Rewrite everything from the line containing "point: stone memorial" down to the line containing "column 717, row 981", putting "widest" in place of "thickest" and leaving the rest unchanged.
[begin GIVEN DATA]
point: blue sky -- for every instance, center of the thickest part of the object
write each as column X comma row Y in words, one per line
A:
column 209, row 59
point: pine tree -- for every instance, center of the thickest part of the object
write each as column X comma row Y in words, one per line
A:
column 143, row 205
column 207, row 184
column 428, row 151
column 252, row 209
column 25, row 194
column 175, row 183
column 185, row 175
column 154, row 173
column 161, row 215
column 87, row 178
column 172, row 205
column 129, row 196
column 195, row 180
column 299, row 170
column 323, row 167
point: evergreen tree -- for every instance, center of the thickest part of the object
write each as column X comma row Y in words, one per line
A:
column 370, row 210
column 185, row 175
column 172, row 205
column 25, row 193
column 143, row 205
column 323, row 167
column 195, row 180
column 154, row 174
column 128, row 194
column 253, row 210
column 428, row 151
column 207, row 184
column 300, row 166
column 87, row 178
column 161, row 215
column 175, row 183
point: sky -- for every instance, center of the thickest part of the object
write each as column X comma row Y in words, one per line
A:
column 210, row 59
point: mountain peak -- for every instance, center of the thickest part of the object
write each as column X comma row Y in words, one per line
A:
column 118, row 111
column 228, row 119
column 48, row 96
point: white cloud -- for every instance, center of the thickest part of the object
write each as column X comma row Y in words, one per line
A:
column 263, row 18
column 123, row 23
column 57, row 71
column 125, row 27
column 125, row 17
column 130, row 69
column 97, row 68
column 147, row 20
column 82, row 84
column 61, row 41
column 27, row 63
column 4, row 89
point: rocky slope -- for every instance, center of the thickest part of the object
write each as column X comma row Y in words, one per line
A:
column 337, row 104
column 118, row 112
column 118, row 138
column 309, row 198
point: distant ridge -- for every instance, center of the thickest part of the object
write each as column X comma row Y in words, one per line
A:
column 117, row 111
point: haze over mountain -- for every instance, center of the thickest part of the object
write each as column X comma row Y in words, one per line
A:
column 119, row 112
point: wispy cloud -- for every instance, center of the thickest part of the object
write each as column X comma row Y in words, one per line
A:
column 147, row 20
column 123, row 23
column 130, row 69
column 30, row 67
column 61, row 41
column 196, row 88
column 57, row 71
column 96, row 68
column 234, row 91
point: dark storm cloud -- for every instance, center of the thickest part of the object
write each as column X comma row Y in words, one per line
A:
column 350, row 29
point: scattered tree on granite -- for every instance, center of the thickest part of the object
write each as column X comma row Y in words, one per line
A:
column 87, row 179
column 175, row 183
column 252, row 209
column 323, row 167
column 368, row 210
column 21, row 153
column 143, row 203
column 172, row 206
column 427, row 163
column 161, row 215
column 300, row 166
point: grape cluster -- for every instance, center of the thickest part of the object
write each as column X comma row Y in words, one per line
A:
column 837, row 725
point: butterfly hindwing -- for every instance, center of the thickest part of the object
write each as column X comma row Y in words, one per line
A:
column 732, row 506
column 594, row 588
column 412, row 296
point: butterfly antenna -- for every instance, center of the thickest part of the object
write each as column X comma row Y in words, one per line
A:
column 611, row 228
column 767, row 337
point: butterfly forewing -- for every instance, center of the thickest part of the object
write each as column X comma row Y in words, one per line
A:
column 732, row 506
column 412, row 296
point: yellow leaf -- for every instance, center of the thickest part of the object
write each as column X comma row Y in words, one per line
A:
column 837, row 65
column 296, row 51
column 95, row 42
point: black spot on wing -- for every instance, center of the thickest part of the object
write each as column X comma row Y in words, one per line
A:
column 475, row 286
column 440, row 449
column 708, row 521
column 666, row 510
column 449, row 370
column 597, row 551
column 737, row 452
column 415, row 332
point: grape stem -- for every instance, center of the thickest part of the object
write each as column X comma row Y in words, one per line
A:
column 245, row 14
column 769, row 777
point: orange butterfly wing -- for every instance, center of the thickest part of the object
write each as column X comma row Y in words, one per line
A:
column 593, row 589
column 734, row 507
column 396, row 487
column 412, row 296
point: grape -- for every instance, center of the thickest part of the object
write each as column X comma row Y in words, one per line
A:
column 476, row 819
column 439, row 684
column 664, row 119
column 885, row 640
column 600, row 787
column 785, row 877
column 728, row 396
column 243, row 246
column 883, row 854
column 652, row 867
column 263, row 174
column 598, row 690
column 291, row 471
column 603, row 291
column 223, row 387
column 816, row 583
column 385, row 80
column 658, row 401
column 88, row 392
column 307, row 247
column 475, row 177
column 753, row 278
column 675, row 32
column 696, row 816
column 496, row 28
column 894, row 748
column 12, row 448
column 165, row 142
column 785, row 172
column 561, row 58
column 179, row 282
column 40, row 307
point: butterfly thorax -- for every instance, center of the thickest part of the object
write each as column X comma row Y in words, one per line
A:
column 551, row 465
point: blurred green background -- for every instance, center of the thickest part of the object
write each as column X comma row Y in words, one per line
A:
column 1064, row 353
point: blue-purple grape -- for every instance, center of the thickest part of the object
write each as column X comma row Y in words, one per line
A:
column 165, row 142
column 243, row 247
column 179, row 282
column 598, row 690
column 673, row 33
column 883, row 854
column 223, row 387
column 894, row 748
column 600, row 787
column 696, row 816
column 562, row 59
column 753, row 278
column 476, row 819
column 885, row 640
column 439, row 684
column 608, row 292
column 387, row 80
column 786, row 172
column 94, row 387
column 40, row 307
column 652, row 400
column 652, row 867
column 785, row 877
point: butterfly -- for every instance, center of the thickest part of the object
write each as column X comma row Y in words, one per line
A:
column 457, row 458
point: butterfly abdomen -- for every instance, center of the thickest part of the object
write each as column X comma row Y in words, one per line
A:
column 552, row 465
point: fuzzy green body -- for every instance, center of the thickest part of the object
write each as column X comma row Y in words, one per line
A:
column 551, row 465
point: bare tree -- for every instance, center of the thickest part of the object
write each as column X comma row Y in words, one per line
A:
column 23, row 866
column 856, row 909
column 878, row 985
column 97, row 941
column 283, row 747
[end GIVEN DATA]
[begin GIVEN DATA]
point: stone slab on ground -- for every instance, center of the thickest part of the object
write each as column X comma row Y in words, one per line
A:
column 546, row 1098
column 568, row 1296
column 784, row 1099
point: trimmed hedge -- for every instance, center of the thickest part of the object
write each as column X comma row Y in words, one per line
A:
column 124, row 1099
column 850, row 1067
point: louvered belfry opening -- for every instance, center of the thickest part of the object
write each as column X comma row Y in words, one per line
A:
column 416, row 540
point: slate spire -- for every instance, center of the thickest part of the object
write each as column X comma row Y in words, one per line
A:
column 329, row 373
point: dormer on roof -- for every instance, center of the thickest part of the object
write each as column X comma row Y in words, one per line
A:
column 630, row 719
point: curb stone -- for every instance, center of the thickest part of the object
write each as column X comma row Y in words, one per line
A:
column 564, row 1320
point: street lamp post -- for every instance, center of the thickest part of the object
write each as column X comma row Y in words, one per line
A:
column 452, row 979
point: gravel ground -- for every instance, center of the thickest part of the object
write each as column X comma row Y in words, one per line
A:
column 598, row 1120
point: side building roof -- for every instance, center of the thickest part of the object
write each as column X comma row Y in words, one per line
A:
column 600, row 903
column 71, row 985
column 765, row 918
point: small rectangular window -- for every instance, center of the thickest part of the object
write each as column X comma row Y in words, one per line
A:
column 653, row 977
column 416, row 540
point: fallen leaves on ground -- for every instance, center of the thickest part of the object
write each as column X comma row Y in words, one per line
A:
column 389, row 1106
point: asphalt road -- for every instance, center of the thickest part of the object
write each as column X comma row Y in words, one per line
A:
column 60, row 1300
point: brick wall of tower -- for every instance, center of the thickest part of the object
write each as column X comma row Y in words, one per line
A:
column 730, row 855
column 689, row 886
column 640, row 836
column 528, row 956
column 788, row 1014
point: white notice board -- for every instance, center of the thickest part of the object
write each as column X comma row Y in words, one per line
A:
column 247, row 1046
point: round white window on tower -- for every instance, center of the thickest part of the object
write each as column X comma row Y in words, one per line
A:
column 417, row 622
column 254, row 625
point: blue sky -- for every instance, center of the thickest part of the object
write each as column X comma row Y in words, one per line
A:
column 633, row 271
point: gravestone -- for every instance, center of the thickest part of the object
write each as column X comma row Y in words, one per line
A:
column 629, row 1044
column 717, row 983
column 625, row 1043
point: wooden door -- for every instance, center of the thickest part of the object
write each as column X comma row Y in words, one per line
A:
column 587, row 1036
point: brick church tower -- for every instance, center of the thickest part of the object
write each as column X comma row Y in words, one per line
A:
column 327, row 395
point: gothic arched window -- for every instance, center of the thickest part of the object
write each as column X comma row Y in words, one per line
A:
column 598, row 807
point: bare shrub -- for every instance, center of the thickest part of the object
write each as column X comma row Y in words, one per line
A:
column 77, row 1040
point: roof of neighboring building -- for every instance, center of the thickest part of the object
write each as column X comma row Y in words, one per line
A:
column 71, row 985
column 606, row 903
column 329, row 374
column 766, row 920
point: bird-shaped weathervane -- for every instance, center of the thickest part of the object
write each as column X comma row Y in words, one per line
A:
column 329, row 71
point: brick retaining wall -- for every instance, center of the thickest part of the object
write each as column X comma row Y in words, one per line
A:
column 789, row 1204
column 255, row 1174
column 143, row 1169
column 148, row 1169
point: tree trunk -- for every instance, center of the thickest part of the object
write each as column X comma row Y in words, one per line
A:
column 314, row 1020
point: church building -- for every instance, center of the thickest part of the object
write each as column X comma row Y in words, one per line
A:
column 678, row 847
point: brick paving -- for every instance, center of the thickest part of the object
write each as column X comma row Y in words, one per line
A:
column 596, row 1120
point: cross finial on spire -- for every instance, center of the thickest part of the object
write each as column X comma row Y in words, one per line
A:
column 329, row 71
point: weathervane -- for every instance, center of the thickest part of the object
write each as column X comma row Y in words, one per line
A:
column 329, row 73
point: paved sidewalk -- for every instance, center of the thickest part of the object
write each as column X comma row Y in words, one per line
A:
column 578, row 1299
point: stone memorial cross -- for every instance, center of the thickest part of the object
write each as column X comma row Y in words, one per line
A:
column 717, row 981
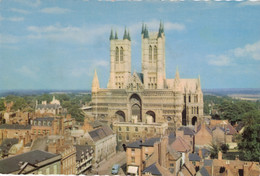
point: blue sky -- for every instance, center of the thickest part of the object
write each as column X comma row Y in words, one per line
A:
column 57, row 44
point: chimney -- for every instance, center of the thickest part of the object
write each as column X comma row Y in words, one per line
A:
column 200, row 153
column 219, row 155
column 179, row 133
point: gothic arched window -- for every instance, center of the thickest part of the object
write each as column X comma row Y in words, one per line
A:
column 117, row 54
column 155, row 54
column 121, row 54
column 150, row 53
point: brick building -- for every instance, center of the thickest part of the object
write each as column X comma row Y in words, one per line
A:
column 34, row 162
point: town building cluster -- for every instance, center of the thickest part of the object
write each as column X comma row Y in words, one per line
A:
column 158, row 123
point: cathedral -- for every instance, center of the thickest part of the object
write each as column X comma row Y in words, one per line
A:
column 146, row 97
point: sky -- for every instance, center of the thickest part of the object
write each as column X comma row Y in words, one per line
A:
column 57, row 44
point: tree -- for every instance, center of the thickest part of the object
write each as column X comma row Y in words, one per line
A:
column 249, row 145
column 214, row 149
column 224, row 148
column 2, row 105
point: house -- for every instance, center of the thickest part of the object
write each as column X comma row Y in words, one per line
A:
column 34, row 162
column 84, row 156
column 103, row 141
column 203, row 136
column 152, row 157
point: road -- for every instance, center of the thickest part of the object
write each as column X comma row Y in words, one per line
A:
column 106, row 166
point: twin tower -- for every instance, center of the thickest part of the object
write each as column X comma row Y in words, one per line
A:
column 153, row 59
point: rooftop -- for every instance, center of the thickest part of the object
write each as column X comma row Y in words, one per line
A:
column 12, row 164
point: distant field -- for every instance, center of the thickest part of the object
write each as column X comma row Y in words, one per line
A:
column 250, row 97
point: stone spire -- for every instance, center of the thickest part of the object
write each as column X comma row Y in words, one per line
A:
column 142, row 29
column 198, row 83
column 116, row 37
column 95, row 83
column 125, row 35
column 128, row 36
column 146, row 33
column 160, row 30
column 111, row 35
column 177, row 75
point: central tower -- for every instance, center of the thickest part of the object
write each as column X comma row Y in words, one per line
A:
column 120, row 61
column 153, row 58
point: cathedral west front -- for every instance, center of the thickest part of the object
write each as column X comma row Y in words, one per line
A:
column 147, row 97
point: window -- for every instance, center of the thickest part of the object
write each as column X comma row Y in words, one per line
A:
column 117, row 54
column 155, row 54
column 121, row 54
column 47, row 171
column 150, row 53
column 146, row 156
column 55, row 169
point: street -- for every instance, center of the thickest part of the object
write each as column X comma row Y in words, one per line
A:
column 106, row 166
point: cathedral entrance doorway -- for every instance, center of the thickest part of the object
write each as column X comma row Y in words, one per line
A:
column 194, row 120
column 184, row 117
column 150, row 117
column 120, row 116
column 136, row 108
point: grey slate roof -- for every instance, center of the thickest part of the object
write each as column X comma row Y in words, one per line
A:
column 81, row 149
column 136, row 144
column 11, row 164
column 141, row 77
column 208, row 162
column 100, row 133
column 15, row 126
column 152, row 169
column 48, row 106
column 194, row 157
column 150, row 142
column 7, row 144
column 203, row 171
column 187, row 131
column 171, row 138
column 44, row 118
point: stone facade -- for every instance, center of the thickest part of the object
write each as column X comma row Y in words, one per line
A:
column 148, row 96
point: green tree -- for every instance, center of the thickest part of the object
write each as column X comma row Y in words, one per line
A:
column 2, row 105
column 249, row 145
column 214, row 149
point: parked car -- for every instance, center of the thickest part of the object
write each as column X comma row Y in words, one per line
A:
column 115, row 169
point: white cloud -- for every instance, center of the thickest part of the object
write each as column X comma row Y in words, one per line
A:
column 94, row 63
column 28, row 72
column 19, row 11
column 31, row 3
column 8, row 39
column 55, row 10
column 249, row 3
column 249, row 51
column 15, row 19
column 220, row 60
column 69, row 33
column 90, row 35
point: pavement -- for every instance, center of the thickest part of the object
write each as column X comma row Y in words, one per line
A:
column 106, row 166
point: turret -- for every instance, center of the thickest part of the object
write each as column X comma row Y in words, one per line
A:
[end GIVEN DATA]
RESPONSE BELOW:
point: stone memorial cross -- for every instance, center of the widest part of the object
write each as column X comma row Y in words, one per line
A:
column 717, row 981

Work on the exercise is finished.